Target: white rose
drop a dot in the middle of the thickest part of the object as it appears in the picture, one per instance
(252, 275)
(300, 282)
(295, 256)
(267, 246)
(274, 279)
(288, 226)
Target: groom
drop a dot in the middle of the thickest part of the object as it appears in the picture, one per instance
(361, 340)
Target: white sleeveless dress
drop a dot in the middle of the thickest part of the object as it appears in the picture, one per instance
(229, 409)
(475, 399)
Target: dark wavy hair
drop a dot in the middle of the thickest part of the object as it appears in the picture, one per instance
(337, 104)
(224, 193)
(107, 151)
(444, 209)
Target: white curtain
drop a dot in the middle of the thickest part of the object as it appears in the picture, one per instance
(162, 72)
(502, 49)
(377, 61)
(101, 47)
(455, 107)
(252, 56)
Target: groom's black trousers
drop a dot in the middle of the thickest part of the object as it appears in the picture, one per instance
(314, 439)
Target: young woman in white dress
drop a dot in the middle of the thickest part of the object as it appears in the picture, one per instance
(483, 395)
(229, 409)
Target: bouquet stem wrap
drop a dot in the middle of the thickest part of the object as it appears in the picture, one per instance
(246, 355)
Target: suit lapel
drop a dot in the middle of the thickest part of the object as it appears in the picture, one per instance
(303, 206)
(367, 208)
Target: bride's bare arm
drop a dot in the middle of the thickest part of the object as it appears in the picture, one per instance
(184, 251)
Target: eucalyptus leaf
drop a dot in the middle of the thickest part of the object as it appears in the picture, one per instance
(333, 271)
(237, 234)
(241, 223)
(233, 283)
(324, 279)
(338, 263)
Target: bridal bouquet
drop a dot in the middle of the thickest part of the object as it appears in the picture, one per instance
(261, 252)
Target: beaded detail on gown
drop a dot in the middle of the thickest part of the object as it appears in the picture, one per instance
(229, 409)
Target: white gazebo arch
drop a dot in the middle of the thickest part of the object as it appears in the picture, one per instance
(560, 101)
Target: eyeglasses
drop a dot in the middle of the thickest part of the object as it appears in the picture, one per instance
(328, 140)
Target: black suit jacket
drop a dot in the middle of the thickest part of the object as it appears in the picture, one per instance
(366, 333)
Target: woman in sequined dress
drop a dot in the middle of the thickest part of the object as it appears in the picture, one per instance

===============

## [Task requirements]
Read through the data above. Report each line that has the word "woman".

## [Your solution]
Target: young woman in white dress
Target: woman in sequined dress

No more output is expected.